Banking and Finance

FR1198 / 16 March 2023

Bank of England

Silicon Valley Bank - Bank of England publishes statement and Transfer Instrument - 13 March 2023

The Bank of England has published a statement and Transfer Instrument on the resolution of Silicon Valley Bank UK Ltd.

The Treasury Committee has also published an update letter from Andrew Griffith MP, Economic Secretary to HM Treasury to the Chair of the Treasury Select Committee, Harriett Baldwin MP, which states that the government has used its powers under the Banking Act 2009 to provide HSBC UK Bank Plc with an exemption to certain ring-fencing requirements (see item below in this section).

Bank of England statement on Silicon Valley Bank

Silicon Valley Bank UK Limited Mandatory Reduction and Share Transfer Instrument 2023

HM Treasury press release

Letter from the Economic Secretary to the Treasury to the Treasury Committee

The Amendments of the Law (Resolution of Silicon Valley Bank UK Limited) Order 2023 - Order and explanatory memorandum published - 14 March 2023 

The Amendments of the Law (Resolution of Silicon Valley Bank UK Limited) Order 2023 has been published, together with an explanatory memorandum.

The Amendments of the Law (Resolution of Silicon Valley Bank UK Limited) Order 2023

Explanatory memorandum

Prudential Regulation Authority

Climate change adaptation - PRA publishes report on climate-related risks and the regulatory capital frameworks - 13 March 2023

The PRA has published a report on climate-related risks and the regulatory capital frameworks applying to banks and insurers (the Report). This follows publication of its Climate Change Adaptation report in October 2021, which set out early thinking on climate change and the regulatory capital frameworks applying to these firms.

The Report sets out an update and key findings on the PRA’s work since its October 2021 report, together with areas for future work. The Report’s key findings include:

  • Existing capability and regime gaps create uncertainty over whether banks and insurers are sufficiently capitalised for future climate-related losses. This uncertainty represents a risk appetite challenge for micro and macroprudential regulators. Regulators need to form judgements on whether quantified and unquantified risks are within risk appetite - and act accordingly.

* **WORK TO DO**
- A) In the banking and finance update, echo the portion that starts at the words "Letter from the" and ends after the words "an explanatory memorandum.", keeping every character unchanged.
- B) Duplicate these lines from the records word for word. Begin at the line that has "Ground the railing" and stop after the line that has "200, 63, 228, 73".

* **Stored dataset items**
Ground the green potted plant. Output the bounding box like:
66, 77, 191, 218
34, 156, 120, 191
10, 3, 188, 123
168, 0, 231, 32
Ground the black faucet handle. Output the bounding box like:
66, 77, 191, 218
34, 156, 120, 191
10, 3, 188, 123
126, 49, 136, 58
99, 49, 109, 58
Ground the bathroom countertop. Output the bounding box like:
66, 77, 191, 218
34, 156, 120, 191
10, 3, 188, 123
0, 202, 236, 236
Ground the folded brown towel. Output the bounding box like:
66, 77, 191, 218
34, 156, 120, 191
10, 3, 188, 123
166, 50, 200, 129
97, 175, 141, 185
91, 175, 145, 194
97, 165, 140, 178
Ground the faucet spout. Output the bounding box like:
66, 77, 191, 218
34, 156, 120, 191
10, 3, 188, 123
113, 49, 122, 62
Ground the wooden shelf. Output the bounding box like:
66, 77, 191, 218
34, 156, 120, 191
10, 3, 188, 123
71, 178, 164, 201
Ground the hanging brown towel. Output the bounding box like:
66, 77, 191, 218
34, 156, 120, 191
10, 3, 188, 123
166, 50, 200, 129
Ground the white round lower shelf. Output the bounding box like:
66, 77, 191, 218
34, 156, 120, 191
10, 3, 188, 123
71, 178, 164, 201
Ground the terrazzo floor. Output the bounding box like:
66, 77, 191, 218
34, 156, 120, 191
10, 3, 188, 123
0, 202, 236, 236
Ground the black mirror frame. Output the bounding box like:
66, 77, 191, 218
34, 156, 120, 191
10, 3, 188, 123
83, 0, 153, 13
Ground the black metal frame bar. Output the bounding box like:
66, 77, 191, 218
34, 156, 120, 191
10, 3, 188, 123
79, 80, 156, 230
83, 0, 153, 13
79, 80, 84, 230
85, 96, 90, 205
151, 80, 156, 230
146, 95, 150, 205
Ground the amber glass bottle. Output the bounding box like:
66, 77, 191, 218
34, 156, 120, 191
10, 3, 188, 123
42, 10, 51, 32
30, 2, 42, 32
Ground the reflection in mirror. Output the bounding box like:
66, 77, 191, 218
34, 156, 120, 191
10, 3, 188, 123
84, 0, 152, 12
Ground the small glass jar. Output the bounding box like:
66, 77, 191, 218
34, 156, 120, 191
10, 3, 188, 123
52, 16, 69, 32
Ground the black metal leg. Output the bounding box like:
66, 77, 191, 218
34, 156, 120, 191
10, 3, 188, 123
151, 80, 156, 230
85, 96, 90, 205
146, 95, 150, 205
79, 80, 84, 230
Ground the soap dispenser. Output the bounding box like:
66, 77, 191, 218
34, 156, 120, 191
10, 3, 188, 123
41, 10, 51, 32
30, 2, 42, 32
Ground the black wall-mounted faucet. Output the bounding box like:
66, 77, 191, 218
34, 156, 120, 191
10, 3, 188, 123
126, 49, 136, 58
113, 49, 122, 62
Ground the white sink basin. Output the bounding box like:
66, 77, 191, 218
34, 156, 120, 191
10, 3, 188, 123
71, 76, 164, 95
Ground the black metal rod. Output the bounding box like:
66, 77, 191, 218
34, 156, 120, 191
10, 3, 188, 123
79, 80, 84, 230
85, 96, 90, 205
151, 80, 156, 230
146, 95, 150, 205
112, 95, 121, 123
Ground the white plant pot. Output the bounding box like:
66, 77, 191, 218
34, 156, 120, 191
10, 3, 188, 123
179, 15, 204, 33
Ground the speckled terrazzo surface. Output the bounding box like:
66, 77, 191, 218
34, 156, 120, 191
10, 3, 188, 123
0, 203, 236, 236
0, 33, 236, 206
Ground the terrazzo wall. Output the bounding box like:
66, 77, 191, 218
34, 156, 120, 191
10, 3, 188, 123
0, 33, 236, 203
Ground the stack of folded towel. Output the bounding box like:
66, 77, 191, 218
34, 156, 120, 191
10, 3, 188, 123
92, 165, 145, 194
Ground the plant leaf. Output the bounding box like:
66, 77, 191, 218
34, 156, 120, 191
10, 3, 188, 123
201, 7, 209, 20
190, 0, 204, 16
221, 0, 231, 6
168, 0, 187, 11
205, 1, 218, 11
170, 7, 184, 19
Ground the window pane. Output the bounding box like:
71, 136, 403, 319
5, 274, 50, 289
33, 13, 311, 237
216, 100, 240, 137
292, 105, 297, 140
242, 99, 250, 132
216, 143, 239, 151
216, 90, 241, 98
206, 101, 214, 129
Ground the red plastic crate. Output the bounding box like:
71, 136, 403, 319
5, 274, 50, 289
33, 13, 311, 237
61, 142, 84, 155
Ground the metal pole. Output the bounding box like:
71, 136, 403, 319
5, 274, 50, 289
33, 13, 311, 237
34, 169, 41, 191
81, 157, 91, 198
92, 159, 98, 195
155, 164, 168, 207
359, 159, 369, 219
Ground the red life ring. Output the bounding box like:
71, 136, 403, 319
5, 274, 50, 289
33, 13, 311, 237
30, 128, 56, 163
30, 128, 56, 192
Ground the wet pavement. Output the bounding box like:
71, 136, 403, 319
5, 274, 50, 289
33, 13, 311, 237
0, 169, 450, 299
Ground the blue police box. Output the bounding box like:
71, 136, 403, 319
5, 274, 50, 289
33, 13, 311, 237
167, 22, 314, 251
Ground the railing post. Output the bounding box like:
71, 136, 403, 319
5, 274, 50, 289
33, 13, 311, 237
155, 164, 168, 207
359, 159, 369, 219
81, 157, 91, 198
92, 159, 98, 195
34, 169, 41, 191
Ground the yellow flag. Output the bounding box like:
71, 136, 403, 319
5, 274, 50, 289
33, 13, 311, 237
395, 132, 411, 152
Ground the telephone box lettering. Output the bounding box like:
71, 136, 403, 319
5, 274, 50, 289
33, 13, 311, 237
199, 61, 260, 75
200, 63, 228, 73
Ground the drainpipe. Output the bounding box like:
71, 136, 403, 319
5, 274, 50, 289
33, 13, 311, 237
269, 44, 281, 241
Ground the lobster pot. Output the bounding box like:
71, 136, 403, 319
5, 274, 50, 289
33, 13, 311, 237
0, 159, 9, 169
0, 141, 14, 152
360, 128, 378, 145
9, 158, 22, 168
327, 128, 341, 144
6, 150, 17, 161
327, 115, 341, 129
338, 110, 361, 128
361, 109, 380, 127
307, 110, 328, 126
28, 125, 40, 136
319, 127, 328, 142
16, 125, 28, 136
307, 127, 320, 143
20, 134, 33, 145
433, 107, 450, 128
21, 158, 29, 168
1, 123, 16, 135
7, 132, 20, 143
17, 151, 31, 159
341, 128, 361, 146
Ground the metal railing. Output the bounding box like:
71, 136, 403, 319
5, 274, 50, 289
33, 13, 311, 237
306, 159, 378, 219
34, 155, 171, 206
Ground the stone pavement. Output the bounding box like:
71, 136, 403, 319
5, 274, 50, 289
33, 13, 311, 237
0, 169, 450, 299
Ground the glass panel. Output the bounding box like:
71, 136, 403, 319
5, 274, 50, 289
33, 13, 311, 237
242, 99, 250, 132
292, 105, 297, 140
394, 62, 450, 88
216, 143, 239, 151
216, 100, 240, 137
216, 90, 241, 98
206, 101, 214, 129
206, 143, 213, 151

* **WORKED ANSWERS**
- A)
Letter from the Economic Secretary to the Treasury to the Treasury Committee

The Amendments of the Law (Resolution of Silicon Valley Bank UK Limited) Order 2023 - Order and explanatory memorandum published - 14 March 2023 

The Amendments of the Law (Resolution of Silicon Valley Bank UK Limited) Order 2023 has been published, together with an explanatory memorandum.

- B)
Ground the railing post. Output the bounding box like:
71, 136, 403, 319
5, 274, 50, 289
33, 13, 311, 237
155, 164, 168, 207
359, 159, 369, 219
81, 157, 91, 198
92, 159, 98, 195
34, 169, 41, 191
Ground the yellow flag. Output the bounding box like:
71, 136, 403, 319
5, 274, 50, 289
33, 13, 311, 237
395, 132, 411, 152
Ground the telephone box lettering. Output the bounding box like:
71, 136, 403, 319
5, 274, 50, 289
33, 13, 311, 237
199, 61, 260, 75
200, 63, 228, 73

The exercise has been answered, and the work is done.